*Stated problem*:
Can you copy out the records from the line with "For the benchmark, indicate the common" to the line with "point(175, 194)", both included, multiplying each answer coordinate by 2.3 and rounding the result to a whole number with halves rounded up, while every other line and number stays exactly as it is?

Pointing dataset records
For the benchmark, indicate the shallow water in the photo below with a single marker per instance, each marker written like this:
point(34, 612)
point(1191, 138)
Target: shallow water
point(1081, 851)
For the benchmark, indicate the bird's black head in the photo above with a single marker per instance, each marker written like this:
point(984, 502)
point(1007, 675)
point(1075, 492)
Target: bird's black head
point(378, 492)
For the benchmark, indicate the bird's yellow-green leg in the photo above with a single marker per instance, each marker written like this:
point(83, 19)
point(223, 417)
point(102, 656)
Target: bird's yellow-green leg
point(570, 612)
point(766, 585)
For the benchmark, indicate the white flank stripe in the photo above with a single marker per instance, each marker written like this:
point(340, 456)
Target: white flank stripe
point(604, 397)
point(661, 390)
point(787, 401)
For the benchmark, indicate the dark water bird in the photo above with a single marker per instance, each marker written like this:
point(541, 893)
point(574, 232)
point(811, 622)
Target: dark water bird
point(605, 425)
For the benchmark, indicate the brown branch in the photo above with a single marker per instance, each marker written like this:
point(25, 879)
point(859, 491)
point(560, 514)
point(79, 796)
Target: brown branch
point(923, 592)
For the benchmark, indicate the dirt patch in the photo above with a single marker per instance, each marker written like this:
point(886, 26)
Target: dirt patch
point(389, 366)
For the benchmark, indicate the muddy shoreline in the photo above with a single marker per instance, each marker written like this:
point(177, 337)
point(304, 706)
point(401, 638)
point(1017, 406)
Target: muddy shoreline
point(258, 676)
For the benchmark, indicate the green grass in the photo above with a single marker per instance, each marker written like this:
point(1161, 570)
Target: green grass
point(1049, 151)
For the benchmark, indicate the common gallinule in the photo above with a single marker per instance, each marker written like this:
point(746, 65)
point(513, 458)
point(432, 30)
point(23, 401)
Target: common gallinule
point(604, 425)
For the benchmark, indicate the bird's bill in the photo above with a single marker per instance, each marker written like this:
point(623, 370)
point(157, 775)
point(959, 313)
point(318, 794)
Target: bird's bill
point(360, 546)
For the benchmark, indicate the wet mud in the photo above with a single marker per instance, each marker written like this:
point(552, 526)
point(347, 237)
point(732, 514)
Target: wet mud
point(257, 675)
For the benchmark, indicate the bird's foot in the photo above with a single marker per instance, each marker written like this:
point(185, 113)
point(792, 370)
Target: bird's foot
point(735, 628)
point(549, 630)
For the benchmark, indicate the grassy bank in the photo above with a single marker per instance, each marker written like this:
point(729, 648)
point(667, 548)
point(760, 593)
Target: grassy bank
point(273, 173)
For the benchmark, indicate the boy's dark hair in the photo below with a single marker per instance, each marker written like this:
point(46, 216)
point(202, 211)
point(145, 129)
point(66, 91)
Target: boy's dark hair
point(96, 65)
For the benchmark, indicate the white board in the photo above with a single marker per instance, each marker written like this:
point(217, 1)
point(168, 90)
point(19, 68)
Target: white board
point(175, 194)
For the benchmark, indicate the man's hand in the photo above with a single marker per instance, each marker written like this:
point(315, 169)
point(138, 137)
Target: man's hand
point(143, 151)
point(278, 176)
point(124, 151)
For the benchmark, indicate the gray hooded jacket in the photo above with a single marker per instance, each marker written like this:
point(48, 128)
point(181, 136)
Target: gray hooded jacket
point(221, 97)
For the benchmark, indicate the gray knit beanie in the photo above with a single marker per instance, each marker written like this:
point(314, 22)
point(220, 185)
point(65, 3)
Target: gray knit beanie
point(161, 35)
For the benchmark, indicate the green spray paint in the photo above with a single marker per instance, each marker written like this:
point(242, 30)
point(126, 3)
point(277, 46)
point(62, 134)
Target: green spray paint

*The completed task*:
For the benchmark, indicate the common gallinule in the photo above with a single marker per instance, each marker written like this:
point(746, 65)
point(513, 458)
point(432, 30)
point(23, 401)
Target: common gallinule
point(1389, 978)
For the benchmark, indicate the bird's bill in the photo above with a single marker per instance, each marker written like this:
point(623, 370)
point(157, 775)
point(959, 313)
point(318, 794)
Target: bird's bill
point(828, 1256)
For the benchmark, indicate the wet mud in the photo above with a single marker per instance, each marker written like this:
point(552, 526)
point(347, 237)
point(732, 514)
Target: wet mud
point(591, 1553)
For the benchmark, indicate the bird's foot in the photo above with a single marker per instance, each marker written like this:
point(185, 113)
point(792, 370)
Target: bird's foot
point(1691, 1444)
point(1263, 1449)
For the benchmark, indicate the grassy bank in the photo above with a single marker per instance, each marker written like this:
point(729, 648)
point(667, 548)
point(760, 593)
Target: grassy bank
point(628, 398)
For the benchmark, indicate the boy's dark hair in the photo below with a single marker per instance, each marker written like this:
point(46, 216)
point(202, 211)
point(145, 129)
point(66, 91)
Target: boy's dark hair
point(221, 150)
For the benchmark, indicate the white board in the photo above with a single marker per instance, each marker written like this:
point(217, 1)
point(168, 90)
point(19, 68)
Target: white board
point(403, 446)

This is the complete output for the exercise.